**Brief a**
Find every line in the rows below that contains the word "white", and copy each of those lines. Case counts.

You might take a look at the videos here.

Bob is a former FWW shop foreman and editor and does a great job in explaining the set up procedures.


----------



## wapakfred (Jul 29, 2011)

I have the 15" version of that planer (pretty much identical except for width of cut) and put a Wixey on mine. It did take some fabrication using easy to manage aluminum stock, but it works very well. The Wixey used to have pics of a planer that had the table move up/down for depth of cut. Putting it on the Delta planer is a little different since the head is what moves up/down. Still not too hard, though. When you go to replace the knives you need some kind of gauge to set them…the factory isn't great but can be used…I hope you have that with the planer.


----------



## Rickp8713 (Apr 4, 2020)

Does anyone know the HP, RPM, FRAME of the 3 phase motor. I just recently bought one and the motor data plate is missing. I want to change the 3 phase motor for a single phase 220v. I can't do that till I have this info. Any help would be greatly appreciated. Thanks


----------



## MrUnix (May 18, 2012)

> Does anyone know the HP, RPM, FRAME of the 3 phase motor. I just recently bought one and the motor data plate is missing. I want to change the 3 phase motor for a single phase 220v. I can't do that till I have this info. Any help would be greatly appreciated. Thanks
> 
> - Rickp8713


Answered in another thread where you made the same query.

Cheers,
Brad


----------



## StevenWoodward (Aug 14, 2020)

I agree that 0.005 inch thickness variation across the board is reasonably good. If you want to do better, below are some ideas that worked for me. I achieved 0.001 inch variation across the 13 inches of RC-33. I am not exaggerating, and did not expect to achieve this, but confirmed it with digital callipers. OK the callipers are only accurate to 0.001 inch so variation could be 0.002 inch. Full disclosure: my machine has a Byrd Shelix head, but that should not be necessary to improve thickness variation.

**Brief b**
Translate this sentence from the forum thread about the planer into Spanish: "Putting it on the Delta planer is a little different since the head is what moves up/down."

Photo object pointing rows
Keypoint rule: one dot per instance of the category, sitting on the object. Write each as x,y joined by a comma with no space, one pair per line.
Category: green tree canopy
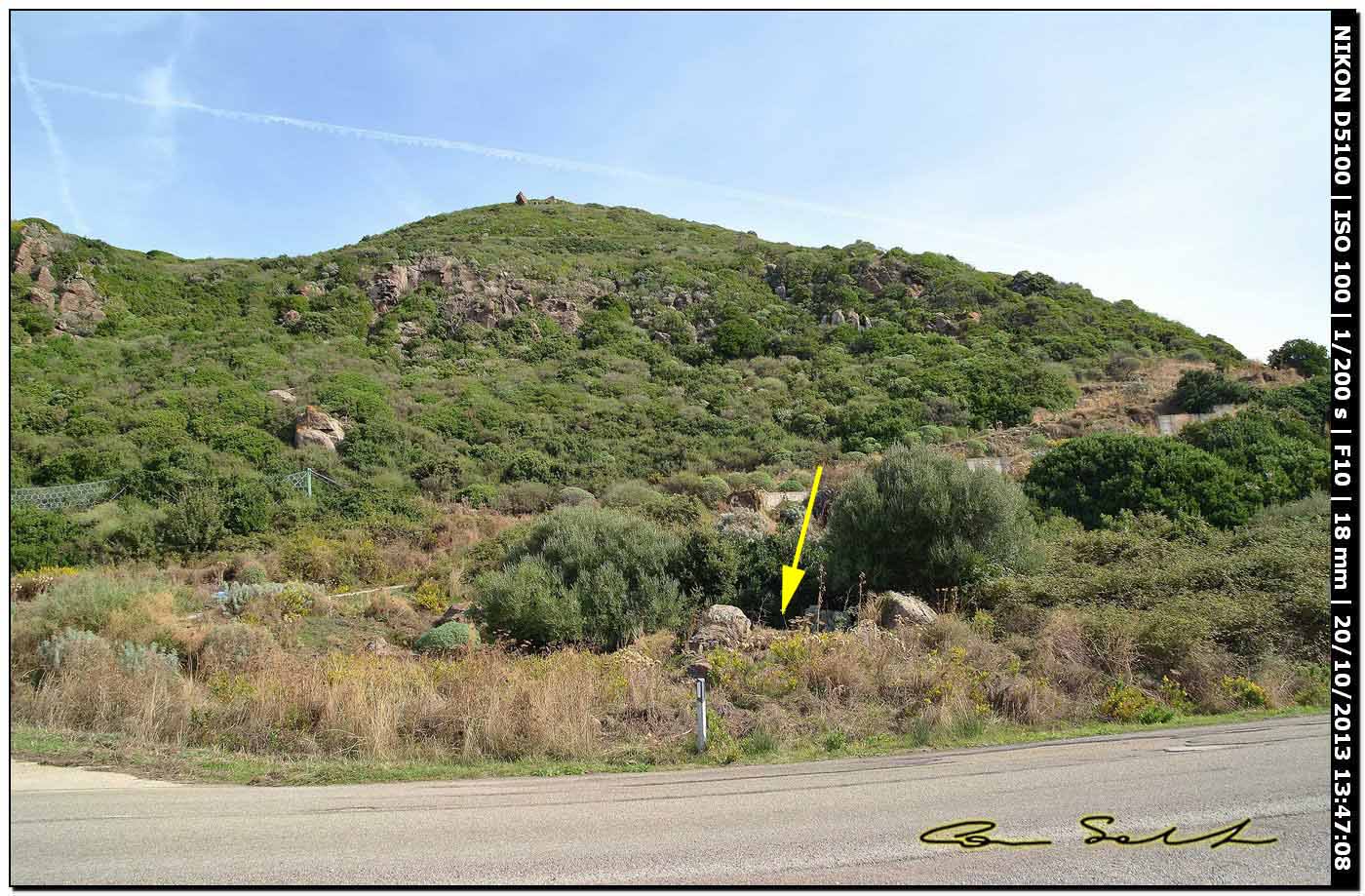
1304,355
1101,476
921,521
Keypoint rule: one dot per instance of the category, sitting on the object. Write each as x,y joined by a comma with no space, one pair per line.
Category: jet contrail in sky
58,156
516,156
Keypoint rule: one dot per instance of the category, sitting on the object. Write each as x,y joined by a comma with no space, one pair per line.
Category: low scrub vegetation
1144,622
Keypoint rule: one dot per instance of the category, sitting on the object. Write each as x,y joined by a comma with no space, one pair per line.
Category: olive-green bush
446,638
923,521
583,574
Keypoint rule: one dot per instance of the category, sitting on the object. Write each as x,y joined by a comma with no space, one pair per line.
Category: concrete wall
771,500
1173,423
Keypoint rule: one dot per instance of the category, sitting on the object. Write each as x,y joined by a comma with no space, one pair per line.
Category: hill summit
532,344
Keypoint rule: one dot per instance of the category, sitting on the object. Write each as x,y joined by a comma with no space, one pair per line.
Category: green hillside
504,353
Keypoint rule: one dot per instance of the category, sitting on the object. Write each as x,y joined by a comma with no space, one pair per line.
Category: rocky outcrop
36,246
45,280
877,276
903,609
79,307
317,428
720,626
477,298
743,522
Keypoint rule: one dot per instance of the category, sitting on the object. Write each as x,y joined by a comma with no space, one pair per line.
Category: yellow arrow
792,575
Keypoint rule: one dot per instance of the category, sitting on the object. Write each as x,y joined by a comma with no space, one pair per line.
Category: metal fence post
700,715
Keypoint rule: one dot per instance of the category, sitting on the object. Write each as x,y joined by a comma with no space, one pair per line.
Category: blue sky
1171,159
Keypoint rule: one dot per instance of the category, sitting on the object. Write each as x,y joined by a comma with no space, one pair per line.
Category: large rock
317,428
34,249
721,626
79,306
45,280
904,609
478,298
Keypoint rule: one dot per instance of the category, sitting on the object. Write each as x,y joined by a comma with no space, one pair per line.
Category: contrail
523,157
58,156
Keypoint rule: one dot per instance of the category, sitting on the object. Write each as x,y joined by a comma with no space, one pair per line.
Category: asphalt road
852,821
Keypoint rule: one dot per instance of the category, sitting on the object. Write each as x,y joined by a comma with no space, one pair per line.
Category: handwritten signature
972,835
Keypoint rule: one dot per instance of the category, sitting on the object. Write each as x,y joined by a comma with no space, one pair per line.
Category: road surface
848,821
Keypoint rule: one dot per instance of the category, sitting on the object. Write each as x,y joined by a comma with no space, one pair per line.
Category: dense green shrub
1200,391
1304,355
41,538
446,638
1106,474
921,521
584,574
1280,453
1187,595
1312,399
197,522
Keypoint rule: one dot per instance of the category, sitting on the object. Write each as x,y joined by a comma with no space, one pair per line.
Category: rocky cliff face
317,428
75,303
488,299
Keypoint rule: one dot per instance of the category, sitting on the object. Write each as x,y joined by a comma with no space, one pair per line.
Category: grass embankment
119,753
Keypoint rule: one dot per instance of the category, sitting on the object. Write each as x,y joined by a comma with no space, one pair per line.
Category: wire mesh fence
58,497
81,494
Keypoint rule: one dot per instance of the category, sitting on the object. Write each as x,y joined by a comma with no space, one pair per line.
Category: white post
700,715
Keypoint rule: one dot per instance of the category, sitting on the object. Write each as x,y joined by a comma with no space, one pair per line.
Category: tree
1312,399
1304,355
1278,451
41,538
582,574
1200,391
1102,476
739,337
197,522
923,521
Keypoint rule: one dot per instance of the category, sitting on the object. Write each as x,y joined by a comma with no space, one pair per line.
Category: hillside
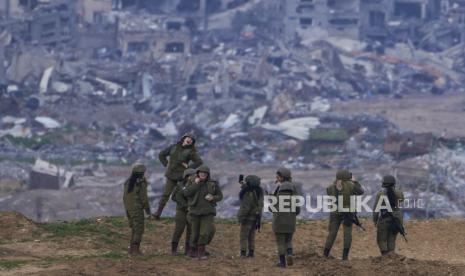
98,247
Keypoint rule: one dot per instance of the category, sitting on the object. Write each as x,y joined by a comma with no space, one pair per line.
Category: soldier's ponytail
391,196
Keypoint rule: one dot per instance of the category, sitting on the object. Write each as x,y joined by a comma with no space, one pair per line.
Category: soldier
344,186
135,202
384,219
249,214
179,154
284,221
202,194
180,218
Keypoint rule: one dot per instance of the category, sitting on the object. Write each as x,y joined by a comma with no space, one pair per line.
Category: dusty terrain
418,113
97,247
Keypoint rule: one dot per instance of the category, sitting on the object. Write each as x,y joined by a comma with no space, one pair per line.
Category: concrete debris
48,122
298,128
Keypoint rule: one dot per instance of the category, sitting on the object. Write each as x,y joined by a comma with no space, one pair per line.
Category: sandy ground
418,113
435,247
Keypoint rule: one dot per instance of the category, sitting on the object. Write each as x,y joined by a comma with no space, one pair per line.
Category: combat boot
174,248
345,254
136,249
187,248
282,261
201,252
251,253
289,257
326,252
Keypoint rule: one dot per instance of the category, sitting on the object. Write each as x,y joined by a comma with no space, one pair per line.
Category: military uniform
345,187
201,212
173,158
135,203
284,223
249,214
385,235
180,218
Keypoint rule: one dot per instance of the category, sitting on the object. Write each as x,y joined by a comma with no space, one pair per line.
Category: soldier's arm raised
163,156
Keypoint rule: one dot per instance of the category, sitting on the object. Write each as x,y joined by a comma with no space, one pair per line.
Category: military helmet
284,172
252,180
203,168
188,172
343,175
188,134
388,181
138,168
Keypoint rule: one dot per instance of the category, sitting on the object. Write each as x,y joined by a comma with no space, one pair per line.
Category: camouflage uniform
348,188
173,158
284,223
135,202
180,218
250,211
385,236
201,211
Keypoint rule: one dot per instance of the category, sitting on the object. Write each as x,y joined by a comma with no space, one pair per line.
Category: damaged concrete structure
41,23
340,18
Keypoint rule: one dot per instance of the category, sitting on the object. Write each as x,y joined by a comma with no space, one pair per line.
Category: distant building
338,17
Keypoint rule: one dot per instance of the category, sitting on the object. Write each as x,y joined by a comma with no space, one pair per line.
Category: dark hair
133,179
392,196
257,189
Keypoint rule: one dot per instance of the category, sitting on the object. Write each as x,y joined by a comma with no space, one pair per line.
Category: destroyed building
40,23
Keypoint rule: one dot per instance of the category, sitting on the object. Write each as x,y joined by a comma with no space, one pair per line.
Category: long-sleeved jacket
175,155
196,192
137,198
285,221
349,188
396,211
251,205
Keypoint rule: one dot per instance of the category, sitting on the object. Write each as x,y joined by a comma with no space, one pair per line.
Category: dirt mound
16,227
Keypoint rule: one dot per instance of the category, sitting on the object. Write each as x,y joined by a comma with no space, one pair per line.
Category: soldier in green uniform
135,203
284,221
343,188
176,159
180,218
385,234
202,194
249,214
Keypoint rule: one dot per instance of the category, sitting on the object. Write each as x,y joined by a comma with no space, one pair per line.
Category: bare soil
98,247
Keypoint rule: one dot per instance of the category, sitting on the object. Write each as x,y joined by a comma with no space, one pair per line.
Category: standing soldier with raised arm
176,159
284,221
202,194
342,188
180,218
249,214
135,203
385,220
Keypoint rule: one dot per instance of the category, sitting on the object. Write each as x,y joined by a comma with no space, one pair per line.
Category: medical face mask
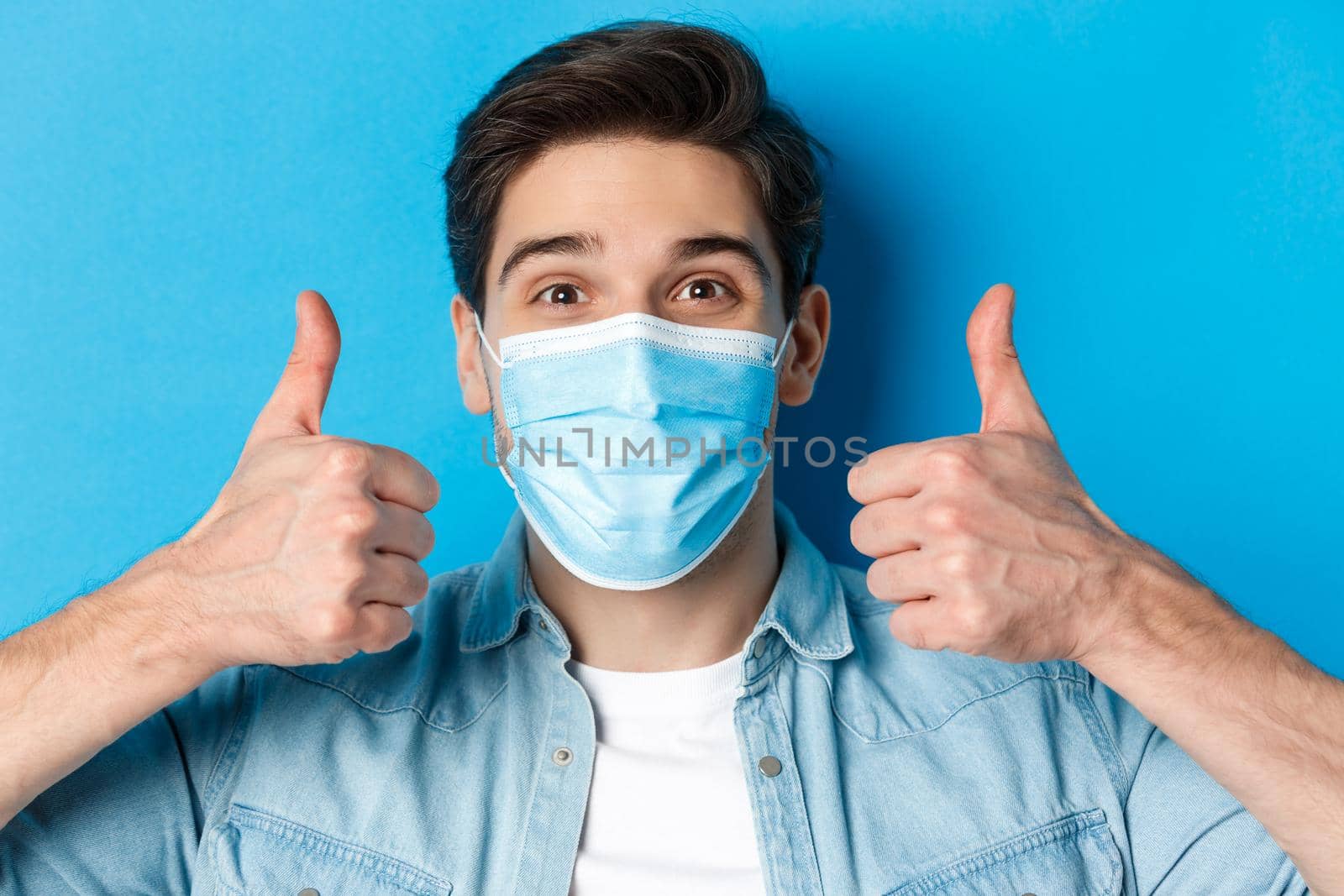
638,443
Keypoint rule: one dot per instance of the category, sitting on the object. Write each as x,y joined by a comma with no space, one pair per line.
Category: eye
703,291
562,295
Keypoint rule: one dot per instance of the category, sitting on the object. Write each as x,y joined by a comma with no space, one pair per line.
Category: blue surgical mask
638,443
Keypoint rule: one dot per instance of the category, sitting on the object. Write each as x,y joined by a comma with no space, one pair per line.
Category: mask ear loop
784,344
501,466
486,342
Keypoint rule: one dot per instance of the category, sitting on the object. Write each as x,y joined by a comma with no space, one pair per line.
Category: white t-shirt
669,809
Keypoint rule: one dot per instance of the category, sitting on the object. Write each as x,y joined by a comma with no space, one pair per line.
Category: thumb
296,406
1005,399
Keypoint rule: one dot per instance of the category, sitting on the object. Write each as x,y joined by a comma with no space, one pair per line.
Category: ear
470,371
806,345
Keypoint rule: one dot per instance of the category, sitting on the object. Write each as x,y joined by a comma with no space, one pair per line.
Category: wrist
1152,609
151,604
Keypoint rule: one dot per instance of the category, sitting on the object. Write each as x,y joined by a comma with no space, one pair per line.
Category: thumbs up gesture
312,550
987,542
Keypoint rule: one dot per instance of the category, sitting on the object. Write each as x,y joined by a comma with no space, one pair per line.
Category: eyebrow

**Expected answer a**
Category: white post
Category: white t-shirt

**Expected answer b**
Ponerlo en la cepilladora Delta es un poco diferente, ya que lo que se mueve hacia arriba y hacia abajo es el cabezal.